▶ **Challenge 1**
Please copy the CD review header starting with "British Music –" and going on through "Hugh Bean (violin)", swapping "Various artists" for "Several performers".
━━━ Document extract ━━━
British Music – Sir Charles Groves – Delius, Elgar, Holst, Vaughan Williams, Walton… [Warner Classics]

0 of 5 stars

Please see review text for composers and repertoire

Various artists, including Hugh Bean (violin)

Ambrosian Opera Chorus
John Alldis Choir
Liverpool Philharmonic Choir
London Philharmonic Choir

Bournemouth Symphony Orchestra
London Philharmonic Orchestra
London Symphony Orchestra
Royal Liverpool Philharmonic Orchestra
Royal Philharmonic Orchestra
Sir Charles Groves

Recorded between 1968 and 1984


Reviewed by: Colin Anderson

Reviewed: December 2015
CD No: WARNER CLASSICS
0825646147243 (24 CDs)
━━━ Records shown ━━━
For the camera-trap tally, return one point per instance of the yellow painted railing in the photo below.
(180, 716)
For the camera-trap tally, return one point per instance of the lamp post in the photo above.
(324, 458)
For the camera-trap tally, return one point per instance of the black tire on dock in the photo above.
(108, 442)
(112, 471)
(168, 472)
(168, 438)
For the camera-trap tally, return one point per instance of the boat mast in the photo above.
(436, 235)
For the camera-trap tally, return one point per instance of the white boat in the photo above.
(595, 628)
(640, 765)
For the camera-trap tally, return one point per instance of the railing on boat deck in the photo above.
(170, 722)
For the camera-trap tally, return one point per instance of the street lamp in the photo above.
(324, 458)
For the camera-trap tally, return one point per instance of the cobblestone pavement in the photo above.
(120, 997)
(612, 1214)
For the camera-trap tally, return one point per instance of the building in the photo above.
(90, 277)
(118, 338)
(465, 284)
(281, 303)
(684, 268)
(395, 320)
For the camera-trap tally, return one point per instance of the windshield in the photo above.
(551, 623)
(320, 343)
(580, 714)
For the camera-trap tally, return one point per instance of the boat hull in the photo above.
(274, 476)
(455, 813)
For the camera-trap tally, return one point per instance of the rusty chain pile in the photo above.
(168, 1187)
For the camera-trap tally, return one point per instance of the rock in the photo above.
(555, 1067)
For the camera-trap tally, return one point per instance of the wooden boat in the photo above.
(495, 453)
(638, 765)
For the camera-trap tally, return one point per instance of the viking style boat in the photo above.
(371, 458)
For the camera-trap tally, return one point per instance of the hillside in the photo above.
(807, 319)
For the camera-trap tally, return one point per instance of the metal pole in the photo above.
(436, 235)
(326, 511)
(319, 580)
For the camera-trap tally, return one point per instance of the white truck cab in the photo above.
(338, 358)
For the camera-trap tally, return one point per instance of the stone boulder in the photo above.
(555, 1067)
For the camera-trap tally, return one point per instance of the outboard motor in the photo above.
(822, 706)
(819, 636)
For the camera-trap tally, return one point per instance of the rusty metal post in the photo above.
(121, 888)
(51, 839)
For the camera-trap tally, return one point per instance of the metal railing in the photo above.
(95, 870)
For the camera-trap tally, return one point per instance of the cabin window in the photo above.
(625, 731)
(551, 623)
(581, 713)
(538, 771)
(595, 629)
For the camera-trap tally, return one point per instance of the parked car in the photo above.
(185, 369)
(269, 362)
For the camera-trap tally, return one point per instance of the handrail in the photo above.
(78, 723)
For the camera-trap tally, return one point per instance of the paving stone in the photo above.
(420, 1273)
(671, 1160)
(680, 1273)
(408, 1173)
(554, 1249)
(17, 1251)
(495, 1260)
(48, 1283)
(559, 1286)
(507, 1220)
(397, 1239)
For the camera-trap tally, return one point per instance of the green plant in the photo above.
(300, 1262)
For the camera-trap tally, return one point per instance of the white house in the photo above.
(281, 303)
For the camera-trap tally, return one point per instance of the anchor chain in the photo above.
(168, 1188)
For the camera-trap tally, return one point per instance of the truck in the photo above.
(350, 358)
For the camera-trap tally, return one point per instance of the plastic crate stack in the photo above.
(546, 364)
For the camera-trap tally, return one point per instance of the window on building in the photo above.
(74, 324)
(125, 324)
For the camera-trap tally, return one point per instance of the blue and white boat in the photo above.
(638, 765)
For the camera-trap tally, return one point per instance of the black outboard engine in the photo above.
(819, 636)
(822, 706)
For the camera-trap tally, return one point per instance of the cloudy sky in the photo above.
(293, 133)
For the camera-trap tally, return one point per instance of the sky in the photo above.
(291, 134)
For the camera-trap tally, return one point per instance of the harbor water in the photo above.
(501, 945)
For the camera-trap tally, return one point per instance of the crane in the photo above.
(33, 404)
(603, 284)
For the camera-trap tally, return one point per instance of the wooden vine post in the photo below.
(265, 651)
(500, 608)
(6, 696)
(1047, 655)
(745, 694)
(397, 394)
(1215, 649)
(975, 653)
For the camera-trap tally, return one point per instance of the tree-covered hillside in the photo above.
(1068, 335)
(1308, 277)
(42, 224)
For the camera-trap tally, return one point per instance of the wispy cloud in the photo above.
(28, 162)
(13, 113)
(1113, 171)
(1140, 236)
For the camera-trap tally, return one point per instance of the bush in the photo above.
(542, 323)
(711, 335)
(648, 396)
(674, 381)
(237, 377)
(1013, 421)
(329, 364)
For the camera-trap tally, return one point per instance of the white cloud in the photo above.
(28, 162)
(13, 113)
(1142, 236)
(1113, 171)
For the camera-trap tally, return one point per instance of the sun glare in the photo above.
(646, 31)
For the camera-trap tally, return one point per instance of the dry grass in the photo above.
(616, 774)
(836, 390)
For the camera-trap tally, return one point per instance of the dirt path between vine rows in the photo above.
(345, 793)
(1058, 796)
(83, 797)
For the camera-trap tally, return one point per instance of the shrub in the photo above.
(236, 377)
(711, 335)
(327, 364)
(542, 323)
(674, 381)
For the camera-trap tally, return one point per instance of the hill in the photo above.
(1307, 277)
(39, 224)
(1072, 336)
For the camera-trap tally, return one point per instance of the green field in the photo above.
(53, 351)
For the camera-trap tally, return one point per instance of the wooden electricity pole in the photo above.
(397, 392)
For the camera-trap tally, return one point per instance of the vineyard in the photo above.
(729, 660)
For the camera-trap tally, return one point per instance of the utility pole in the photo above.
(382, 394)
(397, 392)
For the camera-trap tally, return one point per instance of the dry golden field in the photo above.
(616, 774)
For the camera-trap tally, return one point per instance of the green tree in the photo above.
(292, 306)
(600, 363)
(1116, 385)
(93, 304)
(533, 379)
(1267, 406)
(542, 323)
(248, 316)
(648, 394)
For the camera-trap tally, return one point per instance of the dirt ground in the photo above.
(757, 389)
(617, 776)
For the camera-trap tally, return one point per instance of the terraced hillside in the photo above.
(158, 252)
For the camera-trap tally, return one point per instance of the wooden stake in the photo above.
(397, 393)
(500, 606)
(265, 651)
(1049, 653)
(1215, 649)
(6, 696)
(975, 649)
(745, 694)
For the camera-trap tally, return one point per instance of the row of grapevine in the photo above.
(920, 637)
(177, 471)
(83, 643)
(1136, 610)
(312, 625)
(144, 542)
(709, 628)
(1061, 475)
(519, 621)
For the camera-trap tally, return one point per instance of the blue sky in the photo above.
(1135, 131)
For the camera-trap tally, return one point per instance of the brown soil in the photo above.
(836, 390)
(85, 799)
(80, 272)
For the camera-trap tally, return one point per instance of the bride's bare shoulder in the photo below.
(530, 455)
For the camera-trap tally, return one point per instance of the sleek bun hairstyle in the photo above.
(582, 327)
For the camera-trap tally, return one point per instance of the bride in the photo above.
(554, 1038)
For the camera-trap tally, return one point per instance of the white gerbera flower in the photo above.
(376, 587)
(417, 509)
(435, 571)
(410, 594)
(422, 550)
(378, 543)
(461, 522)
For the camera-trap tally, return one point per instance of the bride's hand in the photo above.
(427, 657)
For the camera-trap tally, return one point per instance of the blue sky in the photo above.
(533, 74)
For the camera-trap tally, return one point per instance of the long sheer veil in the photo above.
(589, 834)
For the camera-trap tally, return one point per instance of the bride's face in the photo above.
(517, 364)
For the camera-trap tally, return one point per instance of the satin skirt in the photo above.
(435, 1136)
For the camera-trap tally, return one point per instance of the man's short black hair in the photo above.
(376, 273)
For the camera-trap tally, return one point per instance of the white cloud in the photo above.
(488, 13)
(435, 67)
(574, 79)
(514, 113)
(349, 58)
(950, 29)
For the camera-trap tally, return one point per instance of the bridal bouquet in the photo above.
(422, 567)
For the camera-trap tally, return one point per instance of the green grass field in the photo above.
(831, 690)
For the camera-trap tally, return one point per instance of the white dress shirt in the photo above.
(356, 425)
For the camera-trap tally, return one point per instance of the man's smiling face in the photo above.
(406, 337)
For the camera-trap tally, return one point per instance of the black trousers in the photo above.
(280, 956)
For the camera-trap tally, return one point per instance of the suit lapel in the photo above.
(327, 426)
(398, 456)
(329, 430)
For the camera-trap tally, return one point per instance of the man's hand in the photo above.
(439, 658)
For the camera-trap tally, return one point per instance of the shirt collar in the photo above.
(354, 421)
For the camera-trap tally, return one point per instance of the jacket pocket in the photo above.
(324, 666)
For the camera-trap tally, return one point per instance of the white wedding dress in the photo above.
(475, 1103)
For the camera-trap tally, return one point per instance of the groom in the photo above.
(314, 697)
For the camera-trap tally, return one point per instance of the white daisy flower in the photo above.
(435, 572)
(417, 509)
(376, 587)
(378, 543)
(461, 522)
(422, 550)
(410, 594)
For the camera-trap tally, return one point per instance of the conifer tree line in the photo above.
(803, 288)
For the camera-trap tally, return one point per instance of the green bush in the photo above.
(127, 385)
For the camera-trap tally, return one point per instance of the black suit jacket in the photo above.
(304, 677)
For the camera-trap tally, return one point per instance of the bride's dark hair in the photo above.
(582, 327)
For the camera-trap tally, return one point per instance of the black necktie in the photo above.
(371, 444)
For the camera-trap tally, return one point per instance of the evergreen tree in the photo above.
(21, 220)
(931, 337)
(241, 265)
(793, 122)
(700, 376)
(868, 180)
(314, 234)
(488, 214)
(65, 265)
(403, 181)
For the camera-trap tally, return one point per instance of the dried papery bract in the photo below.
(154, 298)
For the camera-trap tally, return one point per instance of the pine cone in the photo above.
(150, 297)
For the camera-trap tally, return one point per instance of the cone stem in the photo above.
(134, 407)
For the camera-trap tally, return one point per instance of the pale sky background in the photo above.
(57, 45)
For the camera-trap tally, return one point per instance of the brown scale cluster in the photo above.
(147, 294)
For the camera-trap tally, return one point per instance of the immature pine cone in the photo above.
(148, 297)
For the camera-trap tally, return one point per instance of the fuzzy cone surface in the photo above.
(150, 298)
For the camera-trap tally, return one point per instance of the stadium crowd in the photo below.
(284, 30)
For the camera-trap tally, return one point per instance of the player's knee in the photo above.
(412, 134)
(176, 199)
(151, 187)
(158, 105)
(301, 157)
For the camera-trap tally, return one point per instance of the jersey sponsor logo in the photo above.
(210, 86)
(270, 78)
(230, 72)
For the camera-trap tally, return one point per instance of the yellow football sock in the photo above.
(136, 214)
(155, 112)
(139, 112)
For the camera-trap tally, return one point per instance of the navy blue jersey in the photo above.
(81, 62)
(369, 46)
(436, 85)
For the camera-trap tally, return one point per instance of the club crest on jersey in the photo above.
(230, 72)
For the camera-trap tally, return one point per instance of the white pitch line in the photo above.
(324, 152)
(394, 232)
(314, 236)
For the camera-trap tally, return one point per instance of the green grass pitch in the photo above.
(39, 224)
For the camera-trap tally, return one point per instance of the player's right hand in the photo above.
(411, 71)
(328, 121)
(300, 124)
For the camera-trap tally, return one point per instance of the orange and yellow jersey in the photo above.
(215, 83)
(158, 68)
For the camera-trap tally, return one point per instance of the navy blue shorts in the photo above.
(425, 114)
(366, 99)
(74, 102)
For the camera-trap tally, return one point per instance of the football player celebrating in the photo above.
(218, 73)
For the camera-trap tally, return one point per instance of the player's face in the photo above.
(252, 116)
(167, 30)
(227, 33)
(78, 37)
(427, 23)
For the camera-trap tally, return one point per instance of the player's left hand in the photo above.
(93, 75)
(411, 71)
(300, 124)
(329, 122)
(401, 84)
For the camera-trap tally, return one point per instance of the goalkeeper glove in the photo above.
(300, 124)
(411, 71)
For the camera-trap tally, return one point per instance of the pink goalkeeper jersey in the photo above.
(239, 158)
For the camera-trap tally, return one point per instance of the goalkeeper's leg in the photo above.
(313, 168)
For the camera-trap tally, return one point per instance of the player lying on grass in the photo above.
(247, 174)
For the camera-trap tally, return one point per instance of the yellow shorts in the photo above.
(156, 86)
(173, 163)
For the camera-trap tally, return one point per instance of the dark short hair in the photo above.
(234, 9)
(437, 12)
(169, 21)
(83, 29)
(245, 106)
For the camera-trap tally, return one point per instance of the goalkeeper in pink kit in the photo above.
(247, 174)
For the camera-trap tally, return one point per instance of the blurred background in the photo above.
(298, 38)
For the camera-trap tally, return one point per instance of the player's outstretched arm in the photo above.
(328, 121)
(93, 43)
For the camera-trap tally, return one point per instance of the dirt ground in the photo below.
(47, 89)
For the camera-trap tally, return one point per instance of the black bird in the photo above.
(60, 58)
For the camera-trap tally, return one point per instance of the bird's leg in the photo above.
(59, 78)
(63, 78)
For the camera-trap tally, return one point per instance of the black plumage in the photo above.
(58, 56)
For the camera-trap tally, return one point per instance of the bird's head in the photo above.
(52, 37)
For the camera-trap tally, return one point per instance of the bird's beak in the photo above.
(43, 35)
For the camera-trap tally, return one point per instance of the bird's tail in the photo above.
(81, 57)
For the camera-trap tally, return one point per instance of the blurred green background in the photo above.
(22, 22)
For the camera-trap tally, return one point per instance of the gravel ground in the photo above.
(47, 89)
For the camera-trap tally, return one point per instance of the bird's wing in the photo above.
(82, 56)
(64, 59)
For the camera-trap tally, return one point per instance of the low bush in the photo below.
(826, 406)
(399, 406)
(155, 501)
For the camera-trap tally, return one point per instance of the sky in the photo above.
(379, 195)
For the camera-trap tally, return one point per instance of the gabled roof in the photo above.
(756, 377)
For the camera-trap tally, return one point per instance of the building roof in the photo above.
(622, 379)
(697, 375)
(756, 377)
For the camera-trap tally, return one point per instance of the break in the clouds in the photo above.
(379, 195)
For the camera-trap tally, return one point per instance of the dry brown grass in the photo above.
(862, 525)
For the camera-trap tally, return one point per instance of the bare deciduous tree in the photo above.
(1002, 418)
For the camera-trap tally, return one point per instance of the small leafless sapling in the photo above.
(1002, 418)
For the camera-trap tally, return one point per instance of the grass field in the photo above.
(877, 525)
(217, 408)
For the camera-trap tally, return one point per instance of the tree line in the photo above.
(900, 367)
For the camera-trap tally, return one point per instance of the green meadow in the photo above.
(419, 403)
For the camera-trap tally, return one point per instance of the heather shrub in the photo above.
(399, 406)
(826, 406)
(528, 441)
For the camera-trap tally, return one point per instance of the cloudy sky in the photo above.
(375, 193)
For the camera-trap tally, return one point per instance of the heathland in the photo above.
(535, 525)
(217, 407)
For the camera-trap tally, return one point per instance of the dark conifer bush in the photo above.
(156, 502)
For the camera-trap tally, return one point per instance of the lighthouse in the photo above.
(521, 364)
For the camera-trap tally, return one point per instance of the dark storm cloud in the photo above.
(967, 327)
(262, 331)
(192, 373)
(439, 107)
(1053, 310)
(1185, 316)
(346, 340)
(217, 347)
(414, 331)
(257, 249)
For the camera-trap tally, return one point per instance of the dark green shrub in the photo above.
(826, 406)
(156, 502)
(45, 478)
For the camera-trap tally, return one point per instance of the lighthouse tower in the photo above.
━━━
▶ **Challenge 2**
Render the stored entries starting with the line with "storm cloud in the photo above." and going on through the last line of the stored entries, both ends included, as a JSON list of strings with one string per line and blank lines left out.

▶ **Finished answer 1**
British Music – Sir Charles Groves – Delius, Elgar, Holst, Vaughan Williams, Walton… [Warner Classics]

0 of 5 stars

Please see review text for composers and repertoire

Several performers, including Hugh Bean (violin)

▶ **Finished answer 2**
[
  "For the camera-trap tally, return one point per instance of the dark storm cloud in the photo above.",
  "(967, 327)",
  "(262, 331)",
  "(192, 373)",
  "(439, 107)",
  "(1053, 310)",
  "(1185, 316)",
  "(346, 340)",
  "(217, 347)",
  "(414, 331)",
  "(257, 249)",
  "For the camera-trap tally, return one point per instance of the dark green shrub in the photo above.",
  "(826, 406)",
  "(156, 502)",
  "(45, 478)",
  "For the camera-trap tally, return one point per instance of the lighthouse tower in the photo above."
]